§ **Work to do**
Beginning with the line containing "of the brown" and ending with the last line of the records, set down every line exactly.

[Start Task data]

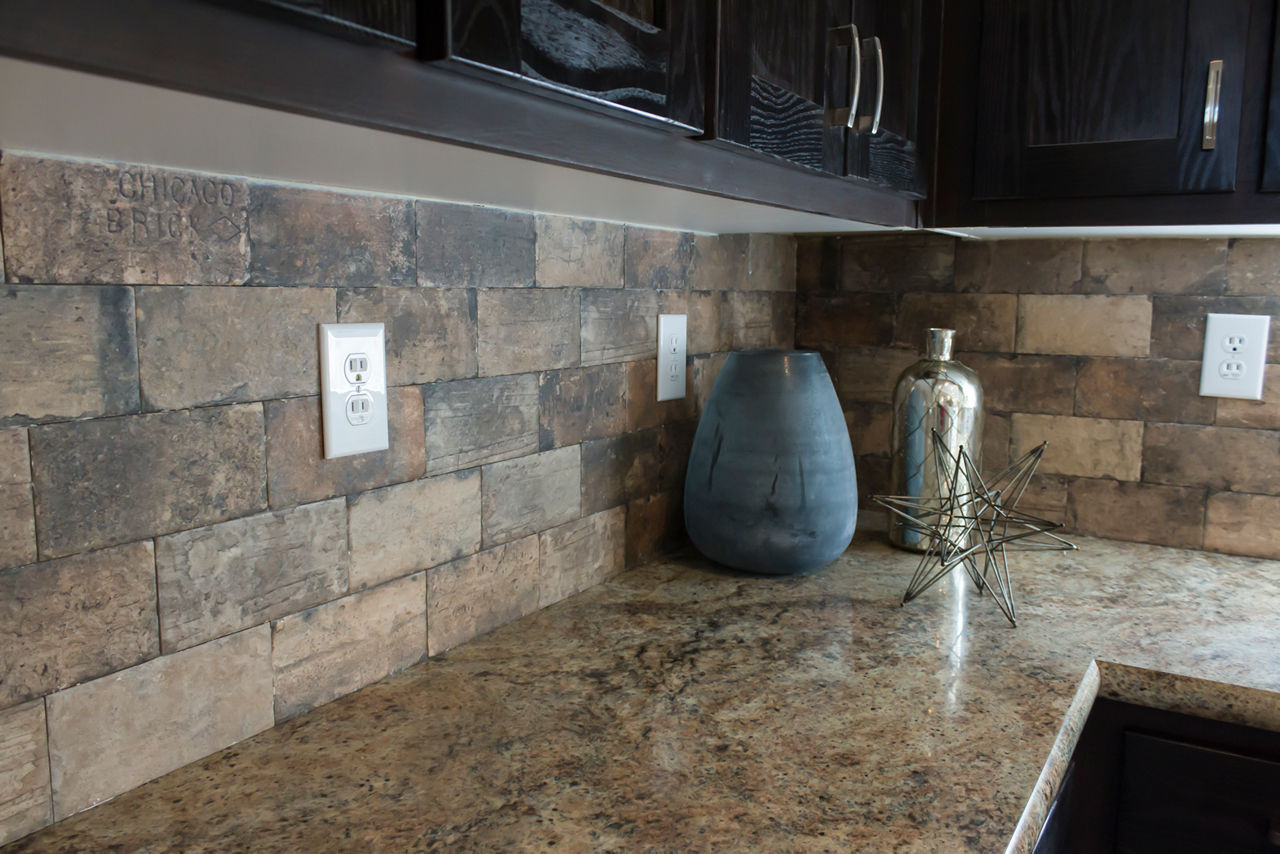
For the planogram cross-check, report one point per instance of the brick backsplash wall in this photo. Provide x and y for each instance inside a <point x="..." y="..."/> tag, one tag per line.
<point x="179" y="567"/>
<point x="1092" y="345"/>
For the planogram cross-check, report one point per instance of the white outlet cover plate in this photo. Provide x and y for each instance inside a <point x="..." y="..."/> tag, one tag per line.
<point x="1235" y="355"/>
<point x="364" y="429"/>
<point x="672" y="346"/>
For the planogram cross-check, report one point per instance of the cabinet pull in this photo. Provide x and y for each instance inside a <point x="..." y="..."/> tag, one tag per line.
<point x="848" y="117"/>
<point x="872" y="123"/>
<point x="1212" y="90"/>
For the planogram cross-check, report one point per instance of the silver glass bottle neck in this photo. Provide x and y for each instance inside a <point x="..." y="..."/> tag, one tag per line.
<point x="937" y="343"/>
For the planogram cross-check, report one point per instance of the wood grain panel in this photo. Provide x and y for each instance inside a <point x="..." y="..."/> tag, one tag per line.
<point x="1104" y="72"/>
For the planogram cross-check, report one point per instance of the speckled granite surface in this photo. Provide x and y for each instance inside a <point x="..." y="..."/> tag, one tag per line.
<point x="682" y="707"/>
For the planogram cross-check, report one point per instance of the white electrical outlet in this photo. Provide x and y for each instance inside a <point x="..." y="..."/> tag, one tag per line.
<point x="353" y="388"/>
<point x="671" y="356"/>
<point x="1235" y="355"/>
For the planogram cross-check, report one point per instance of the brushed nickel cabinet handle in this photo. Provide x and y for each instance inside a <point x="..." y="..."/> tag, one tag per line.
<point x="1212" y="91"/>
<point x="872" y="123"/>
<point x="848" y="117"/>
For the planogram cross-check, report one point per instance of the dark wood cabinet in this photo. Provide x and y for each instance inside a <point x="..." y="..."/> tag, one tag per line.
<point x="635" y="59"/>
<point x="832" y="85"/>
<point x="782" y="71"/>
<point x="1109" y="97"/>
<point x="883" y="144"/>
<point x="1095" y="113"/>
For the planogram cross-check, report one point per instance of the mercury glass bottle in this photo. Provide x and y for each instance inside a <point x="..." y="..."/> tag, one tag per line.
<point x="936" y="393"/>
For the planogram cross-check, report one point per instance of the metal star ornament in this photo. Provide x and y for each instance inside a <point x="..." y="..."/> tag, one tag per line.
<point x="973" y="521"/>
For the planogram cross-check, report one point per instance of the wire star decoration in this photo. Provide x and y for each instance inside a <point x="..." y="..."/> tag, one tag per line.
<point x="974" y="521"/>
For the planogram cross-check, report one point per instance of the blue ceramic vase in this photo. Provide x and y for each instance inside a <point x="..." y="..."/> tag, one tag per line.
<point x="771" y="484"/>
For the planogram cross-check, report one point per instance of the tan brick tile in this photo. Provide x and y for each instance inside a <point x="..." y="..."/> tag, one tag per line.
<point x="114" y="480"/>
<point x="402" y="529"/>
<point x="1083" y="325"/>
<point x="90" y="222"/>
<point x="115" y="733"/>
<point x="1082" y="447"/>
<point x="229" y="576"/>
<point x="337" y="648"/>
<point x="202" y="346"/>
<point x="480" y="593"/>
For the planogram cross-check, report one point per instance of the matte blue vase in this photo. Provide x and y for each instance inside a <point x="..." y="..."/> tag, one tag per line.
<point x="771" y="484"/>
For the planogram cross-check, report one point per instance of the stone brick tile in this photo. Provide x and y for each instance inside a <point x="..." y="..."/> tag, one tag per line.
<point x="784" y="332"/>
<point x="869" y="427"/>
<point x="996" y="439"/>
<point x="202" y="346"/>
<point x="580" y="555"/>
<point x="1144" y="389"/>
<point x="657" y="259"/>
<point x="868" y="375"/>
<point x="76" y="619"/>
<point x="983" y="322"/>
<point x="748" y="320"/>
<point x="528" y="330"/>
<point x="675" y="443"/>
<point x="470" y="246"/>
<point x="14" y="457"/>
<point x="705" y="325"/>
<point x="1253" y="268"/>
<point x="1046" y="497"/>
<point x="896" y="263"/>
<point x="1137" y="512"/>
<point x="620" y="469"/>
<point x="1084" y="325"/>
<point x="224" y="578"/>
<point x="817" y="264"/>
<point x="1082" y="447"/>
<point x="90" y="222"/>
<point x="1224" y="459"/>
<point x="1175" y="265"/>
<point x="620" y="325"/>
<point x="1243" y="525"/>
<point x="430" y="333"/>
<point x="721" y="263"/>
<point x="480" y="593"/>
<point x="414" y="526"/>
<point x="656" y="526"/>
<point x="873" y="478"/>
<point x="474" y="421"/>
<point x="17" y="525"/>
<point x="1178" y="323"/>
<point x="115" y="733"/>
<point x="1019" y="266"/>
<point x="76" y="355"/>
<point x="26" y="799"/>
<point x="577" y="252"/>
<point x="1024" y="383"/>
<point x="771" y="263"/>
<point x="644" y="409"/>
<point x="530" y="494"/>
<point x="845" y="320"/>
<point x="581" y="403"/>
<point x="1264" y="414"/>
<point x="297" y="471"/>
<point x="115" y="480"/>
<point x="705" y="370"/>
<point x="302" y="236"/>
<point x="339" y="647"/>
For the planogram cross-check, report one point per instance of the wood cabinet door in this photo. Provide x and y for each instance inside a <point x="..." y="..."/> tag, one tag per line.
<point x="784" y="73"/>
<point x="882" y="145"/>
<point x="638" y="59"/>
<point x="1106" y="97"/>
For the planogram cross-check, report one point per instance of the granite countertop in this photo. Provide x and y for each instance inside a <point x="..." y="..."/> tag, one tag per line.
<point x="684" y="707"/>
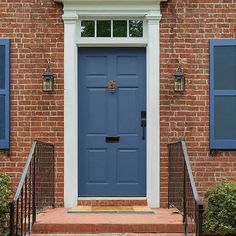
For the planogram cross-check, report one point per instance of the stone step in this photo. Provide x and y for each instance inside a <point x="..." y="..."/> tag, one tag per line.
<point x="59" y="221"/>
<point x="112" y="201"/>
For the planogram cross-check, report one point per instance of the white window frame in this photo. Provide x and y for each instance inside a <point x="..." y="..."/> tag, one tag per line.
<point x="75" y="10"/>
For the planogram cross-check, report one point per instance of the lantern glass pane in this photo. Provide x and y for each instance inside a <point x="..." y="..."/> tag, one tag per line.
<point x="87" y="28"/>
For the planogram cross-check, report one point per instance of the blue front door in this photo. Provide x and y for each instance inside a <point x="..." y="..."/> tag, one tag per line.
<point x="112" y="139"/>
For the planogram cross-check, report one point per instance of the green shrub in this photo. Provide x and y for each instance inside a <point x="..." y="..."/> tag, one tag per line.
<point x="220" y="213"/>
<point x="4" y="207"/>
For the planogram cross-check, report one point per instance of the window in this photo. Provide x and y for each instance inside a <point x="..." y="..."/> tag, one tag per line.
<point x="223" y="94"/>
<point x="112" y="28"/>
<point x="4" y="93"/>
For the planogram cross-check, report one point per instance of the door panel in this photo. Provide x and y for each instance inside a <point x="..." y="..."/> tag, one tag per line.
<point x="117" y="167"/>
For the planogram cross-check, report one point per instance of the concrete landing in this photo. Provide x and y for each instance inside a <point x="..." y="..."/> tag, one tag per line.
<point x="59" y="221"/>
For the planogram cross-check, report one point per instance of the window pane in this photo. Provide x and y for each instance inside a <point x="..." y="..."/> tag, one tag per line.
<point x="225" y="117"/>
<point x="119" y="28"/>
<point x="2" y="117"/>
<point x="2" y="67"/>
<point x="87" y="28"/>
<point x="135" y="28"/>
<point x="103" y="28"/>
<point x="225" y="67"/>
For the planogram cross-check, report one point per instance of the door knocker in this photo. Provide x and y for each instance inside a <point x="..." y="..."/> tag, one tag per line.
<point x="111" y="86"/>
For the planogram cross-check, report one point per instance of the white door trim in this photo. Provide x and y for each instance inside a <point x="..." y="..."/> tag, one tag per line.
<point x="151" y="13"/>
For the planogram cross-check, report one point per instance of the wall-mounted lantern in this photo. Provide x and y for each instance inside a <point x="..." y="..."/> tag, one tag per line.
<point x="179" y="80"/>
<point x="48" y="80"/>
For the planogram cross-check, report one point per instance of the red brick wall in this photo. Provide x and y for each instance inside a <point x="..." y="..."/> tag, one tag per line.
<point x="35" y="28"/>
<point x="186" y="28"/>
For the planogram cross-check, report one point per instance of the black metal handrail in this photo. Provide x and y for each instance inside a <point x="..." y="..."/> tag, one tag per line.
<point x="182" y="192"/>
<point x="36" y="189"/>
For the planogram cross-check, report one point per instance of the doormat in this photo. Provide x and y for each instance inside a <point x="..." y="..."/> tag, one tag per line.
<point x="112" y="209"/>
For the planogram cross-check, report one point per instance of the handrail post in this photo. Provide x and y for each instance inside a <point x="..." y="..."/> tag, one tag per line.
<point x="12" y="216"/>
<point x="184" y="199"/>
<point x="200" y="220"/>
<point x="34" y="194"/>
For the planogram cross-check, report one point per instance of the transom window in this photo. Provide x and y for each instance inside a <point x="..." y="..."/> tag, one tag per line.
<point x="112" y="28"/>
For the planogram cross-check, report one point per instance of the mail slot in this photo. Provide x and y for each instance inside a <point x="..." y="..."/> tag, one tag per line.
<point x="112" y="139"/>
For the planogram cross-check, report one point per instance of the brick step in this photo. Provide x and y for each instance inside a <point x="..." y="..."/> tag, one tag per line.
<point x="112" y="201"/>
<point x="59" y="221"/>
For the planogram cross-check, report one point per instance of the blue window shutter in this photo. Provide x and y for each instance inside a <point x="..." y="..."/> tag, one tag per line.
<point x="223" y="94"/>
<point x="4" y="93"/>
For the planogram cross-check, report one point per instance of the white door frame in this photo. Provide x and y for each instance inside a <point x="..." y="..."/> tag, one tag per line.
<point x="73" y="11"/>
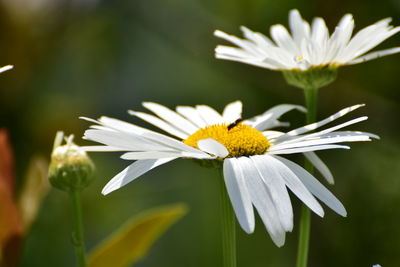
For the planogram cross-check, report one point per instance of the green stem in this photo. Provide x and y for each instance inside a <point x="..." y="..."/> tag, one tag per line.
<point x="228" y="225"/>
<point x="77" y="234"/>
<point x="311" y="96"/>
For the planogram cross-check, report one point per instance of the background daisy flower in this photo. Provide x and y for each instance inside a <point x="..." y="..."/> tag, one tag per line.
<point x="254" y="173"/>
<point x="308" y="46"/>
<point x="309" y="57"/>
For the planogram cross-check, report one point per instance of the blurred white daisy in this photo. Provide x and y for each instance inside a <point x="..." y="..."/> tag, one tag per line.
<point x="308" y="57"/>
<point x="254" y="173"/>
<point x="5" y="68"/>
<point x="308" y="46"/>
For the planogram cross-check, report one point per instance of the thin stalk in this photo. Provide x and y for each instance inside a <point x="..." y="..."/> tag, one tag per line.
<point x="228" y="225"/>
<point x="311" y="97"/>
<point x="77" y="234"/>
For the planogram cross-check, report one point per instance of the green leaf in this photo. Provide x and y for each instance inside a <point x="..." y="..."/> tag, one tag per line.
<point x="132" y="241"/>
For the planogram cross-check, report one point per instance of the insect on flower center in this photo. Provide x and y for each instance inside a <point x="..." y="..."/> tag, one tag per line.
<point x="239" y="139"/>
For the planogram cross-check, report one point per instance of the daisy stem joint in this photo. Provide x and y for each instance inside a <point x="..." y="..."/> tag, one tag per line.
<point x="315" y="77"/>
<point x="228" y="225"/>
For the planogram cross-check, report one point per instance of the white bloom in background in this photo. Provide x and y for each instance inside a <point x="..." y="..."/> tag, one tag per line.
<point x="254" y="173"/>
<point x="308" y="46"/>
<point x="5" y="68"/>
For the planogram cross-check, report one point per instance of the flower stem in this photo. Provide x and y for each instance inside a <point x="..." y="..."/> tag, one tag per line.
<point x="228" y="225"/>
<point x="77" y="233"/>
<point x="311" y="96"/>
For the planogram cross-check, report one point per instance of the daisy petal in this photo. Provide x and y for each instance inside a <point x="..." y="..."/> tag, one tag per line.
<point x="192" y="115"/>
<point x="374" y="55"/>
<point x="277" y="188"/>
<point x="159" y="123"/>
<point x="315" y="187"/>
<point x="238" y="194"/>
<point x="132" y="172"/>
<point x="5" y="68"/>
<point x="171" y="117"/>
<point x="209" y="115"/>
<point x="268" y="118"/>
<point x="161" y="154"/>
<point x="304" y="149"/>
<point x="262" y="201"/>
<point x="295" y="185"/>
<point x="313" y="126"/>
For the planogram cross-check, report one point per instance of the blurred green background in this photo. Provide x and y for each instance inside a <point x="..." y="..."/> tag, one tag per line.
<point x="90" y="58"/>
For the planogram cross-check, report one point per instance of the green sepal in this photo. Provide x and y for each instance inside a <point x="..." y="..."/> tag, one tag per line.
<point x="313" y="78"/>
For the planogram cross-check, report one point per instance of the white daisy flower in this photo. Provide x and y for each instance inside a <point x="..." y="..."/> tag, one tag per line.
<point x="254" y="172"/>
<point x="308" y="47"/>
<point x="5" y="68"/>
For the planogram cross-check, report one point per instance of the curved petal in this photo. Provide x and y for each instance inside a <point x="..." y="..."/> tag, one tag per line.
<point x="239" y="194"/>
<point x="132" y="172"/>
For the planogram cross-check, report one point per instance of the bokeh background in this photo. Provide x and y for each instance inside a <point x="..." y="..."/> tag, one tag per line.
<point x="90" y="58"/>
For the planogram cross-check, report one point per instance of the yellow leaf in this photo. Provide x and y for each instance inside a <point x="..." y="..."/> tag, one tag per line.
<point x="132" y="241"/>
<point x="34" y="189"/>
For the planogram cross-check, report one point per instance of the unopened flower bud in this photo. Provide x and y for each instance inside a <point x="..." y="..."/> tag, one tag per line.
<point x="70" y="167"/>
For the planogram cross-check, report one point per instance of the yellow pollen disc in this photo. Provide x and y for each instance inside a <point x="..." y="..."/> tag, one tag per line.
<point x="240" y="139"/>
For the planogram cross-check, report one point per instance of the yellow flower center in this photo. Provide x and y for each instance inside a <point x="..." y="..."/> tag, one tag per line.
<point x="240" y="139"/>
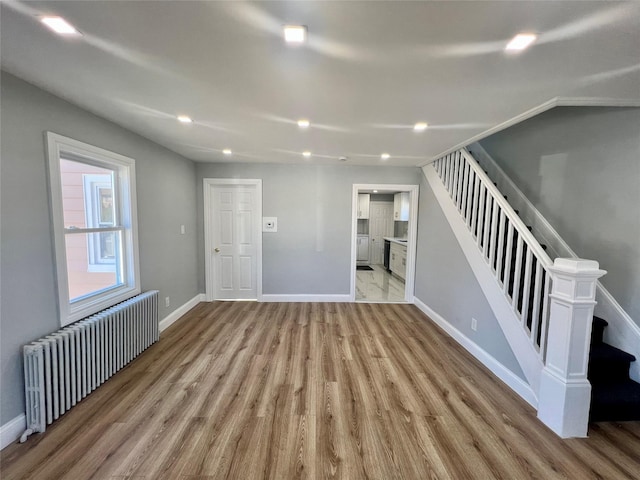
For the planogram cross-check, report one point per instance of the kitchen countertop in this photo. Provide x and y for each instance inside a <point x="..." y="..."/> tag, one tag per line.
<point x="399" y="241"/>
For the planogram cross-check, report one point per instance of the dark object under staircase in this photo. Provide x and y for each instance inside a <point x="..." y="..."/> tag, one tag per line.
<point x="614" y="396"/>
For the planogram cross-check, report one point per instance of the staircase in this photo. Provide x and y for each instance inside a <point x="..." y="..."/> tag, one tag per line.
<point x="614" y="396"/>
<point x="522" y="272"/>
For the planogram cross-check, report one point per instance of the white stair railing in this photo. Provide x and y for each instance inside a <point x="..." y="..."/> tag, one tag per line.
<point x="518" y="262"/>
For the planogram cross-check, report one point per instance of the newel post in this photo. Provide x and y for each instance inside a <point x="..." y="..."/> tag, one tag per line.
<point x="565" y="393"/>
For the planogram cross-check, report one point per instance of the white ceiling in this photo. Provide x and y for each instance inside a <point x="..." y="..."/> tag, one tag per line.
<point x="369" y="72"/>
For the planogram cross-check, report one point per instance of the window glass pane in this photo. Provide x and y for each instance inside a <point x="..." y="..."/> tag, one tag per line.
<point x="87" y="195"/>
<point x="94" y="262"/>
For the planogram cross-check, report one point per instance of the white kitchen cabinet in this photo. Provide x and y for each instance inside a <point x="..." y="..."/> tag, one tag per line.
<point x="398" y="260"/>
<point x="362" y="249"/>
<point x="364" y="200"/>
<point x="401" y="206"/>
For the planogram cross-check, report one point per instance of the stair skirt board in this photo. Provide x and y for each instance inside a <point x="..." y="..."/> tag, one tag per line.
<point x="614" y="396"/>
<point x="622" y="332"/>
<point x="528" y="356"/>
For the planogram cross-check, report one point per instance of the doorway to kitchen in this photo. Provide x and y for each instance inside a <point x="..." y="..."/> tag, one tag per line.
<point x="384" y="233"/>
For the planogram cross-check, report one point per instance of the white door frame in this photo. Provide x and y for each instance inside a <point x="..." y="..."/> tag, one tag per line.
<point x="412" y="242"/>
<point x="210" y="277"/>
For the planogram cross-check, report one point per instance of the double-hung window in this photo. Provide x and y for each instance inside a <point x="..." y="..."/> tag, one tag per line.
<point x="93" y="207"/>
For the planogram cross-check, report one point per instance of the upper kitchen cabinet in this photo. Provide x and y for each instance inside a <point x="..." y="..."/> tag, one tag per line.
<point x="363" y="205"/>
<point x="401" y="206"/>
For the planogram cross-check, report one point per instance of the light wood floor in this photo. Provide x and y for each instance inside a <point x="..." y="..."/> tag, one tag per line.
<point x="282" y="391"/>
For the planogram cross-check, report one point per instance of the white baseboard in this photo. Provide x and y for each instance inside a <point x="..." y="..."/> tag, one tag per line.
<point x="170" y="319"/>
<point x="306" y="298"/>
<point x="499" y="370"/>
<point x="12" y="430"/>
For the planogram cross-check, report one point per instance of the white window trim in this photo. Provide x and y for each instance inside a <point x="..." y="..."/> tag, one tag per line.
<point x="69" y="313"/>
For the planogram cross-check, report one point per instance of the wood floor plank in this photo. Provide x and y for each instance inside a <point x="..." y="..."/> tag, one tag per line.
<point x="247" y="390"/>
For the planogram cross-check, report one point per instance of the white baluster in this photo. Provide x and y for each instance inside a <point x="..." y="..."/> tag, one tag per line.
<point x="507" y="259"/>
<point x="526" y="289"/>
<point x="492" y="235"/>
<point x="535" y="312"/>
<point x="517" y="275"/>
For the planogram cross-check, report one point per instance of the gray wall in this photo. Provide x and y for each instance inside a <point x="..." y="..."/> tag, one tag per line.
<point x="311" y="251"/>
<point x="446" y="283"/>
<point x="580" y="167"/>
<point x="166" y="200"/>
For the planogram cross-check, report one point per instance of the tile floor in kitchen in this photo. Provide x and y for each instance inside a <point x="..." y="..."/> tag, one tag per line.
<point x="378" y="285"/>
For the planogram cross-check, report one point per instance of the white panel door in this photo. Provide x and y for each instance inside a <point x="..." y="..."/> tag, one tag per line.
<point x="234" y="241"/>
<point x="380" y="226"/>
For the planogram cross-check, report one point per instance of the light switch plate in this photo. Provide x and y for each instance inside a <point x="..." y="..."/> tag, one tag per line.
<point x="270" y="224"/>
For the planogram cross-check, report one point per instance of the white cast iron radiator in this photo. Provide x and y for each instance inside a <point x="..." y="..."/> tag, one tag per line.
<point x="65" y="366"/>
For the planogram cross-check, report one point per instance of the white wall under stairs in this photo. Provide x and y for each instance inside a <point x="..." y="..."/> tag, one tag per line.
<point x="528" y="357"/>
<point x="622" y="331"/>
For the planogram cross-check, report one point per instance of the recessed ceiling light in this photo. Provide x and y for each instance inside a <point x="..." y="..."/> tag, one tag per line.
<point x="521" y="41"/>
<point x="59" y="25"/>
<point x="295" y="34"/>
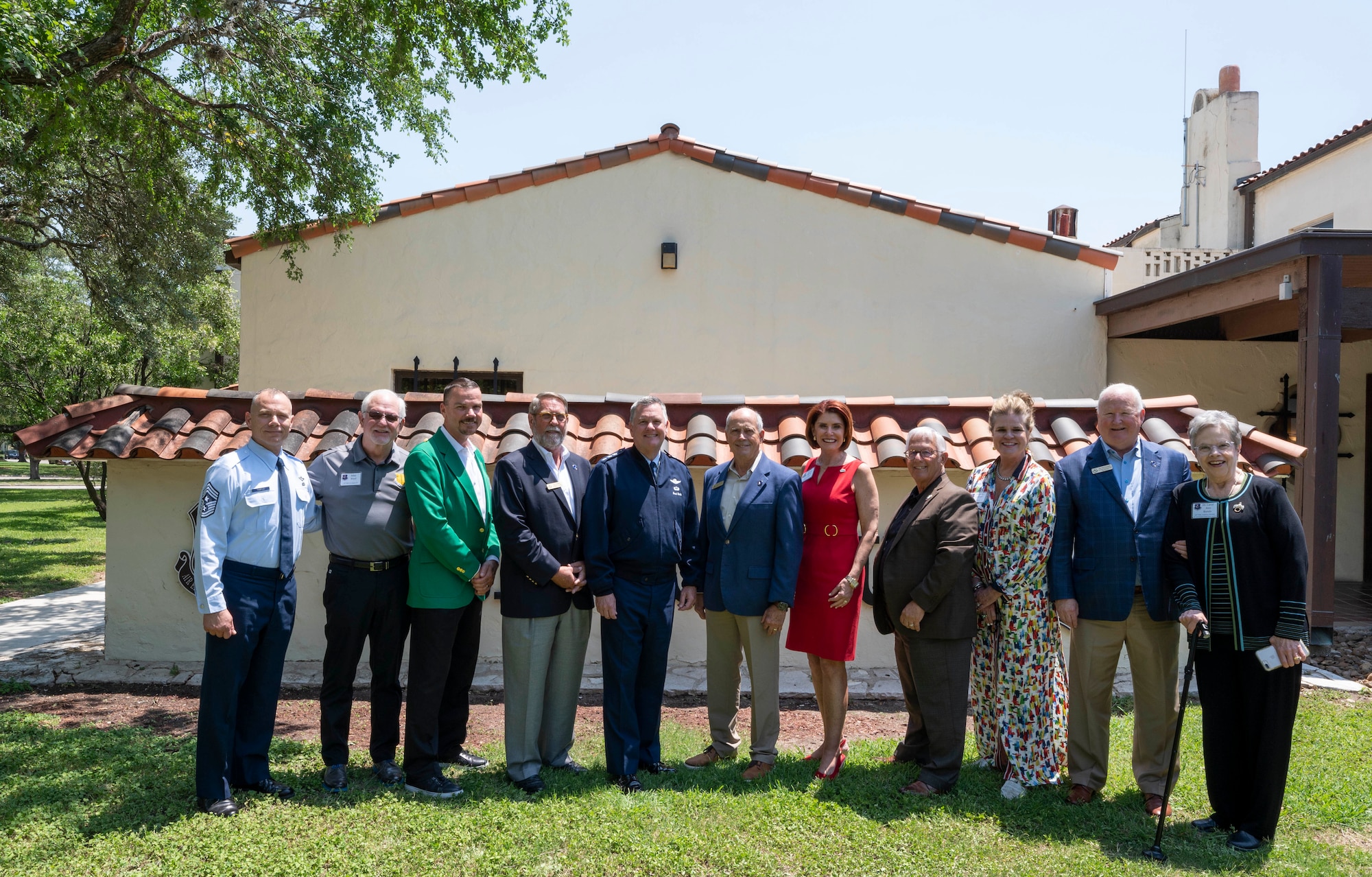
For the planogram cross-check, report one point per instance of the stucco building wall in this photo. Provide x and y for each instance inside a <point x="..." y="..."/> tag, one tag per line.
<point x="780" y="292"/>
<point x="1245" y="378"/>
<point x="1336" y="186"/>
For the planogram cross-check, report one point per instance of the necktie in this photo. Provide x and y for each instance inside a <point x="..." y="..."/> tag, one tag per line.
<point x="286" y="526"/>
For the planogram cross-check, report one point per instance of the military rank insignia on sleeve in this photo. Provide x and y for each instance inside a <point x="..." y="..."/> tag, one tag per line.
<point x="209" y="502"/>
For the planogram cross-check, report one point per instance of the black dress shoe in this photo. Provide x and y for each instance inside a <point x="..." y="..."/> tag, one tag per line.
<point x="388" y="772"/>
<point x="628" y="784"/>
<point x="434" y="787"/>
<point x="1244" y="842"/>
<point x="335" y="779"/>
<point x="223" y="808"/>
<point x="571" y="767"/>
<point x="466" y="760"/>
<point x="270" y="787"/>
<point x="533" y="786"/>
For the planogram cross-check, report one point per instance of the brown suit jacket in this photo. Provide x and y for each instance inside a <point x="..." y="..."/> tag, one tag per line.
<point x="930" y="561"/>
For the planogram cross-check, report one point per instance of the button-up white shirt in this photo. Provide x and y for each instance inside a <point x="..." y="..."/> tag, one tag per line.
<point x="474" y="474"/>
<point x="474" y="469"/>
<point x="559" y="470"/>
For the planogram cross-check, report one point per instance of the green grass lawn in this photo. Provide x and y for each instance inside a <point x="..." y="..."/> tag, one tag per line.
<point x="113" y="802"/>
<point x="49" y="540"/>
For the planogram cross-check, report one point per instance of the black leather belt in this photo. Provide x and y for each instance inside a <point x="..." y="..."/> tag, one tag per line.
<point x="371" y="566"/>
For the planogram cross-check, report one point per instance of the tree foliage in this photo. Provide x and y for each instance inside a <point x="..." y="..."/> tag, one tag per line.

[End Task data]

§ **Answer for the task**
For the planogram cross-check, report one point per instance of the brown suit jacket in this photo. Provide x and y for each instance inside a <point x="..." y="..."/> tag, one tag per line.
<point x="930" y="561"/>
For the planogram cross-check, report one point per instance of the button-up white shirt in this photo. Provide x and y for each instance inside a <point x="..." y="..."/> tag, one tag per line.
<point x="474" y="474"/>
<point x="474" y="469"/>
<point x="559" y="470"/>
For the planogram cross-check, report one point per instance of the green grass lawn in this photo. Provide x and y for each instance inside a <point x="..." y="..."/> tag, one tag per line.
<point x="113" y="802"/>
<point x="49" y="540"/>
For the planogram cross-check, report one point per instance of the black leather belt in this photo. Provide x and y for each instance inside a <point x="..." y="..."/> tag, one tag per line.
<point x="371" y="566"/>
For the planogram cross-check, report one point per instance of the tree foliage in this photo. Provide x and y for each instance inside a <point x="..." y="..."/> tag, one tag per line.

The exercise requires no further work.